**TASKS FOR THIS EXERCISE**
A – Write out the part of the Whitman review between "Finally! I've rarely" and "provided anything for.", inclusive.
B – Using the Whitman review, decide whether each statement agrees with it, and back each yes or no with the deciding words quoted from the review: (i) The reviewer gives the book's length as 400 pages. (ii) The reviewer says Whitman makes clear which side of the war he was on. (iii) The reviewer found Whitman's style more impressive than expected.
C – Proceed with the Whitman review from the point where it stops.

══ PASSAGE

Finally! I've rarely been this happy to finally be done with a book. This 400 page monstrosity can only be described as excruciating. The only interesting and entertaining thing in this whole rant was getting a look at the influence that other European languages had on English back then.

Whitman's style is much more messy and way less impressive than I had been led to believe by what I had heard of it. He loves listing things, and most of the time it feels as though he really needs the reader to know how much he knows about the topic, or how many words he knows, or it feels like he's filling a blank his inspiration hasn't provided anything for.

Most of this entire book treats of four topics
1) how much he really loves war, especially the American Secession war (although he will not tell you whose side he was on) and how hot camaraderie is
2) how great America is now that white people are in charge
3) how nature is [add a list of five to ten adjectives he constantly recycles without ingenuity]
4) how much he wants to sleep with everyone 

He's also fully incapable of seeing Black people as humans, and he was against banning slavery so, while I can't from the book and this one thing I do know tell you what side of the war he fought on, I think we can do a little bit of inferring here.

════
══ GIVEN ENTRIES

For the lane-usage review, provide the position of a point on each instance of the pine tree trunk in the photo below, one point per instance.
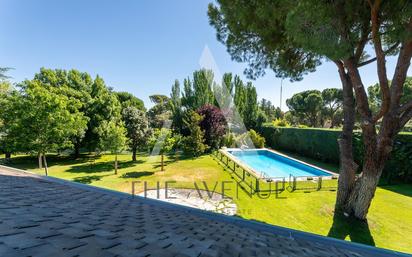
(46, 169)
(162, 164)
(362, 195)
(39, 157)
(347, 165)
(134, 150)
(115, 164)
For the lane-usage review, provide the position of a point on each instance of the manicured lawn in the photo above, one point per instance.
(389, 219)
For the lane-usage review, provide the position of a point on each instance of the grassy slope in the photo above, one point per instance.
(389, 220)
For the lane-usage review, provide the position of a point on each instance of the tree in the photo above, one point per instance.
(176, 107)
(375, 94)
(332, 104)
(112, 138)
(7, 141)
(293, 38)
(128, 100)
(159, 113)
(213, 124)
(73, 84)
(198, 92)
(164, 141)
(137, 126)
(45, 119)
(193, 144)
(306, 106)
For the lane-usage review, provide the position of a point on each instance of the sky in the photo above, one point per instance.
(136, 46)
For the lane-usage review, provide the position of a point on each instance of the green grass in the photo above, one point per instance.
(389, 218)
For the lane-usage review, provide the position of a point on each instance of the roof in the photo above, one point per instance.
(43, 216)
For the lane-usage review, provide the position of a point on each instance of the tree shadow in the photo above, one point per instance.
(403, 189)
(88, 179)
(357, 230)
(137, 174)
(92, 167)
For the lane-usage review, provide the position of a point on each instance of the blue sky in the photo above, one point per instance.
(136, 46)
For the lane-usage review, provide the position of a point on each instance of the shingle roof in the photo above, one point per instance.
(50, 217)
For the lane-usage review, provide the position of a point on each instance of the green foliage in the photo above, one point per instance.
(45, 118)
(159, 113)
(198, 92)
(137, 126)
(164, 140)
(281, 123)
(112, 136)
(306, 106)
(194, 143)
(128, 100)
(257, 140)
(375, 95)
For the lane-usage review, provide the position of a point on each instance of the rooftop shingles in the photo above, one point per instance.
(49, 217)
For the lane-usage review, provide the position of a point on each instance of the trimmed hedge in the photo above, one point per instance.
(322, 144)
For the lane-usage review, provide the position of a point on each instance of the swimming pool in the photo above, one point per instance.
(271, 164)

════

**ANSWER LIST**
A –
Finally! I've rarely been this happy to finally be done with a book. This 400 page monstrosity can only be described as excruciating. The only interesting and entertaining thing in this whole rant was getting a look at the influence that other European languages had on English back then.

Whitman's style is much more messy and way less impressive than I had been led to believe by what I had heard of it. He loves listing things, and most of the time it feels as though he really needs the reader to know how much he knows about the topic, or how many words he knows, or it feels like he's filling a blank his inspiration hasn't provided anything for.

B –
(i) Yes: "This 400 page monstrosity can only be described as excruciating."
(ii) No: "although he will not tell you whose side he was on"
(iii) No: "Whitman's style is much more messy and way less impressive than I had been led to believe by what I had heard of it."

C –
It is so incredibly sad to see this average work be heralded as a shining beacon of literature simply because Americans struggle with the concept of anything that's over 100 years old and no one but old white dudes were allowed to write back then.

Don't waste your time, instead find one of the hundreds of brilliant poets that have a true story to tell and true talent to tell it. 

He gets a second star for the few poets (out of hundreds) that are actually good, and for giving me insight into the evolution of English in America.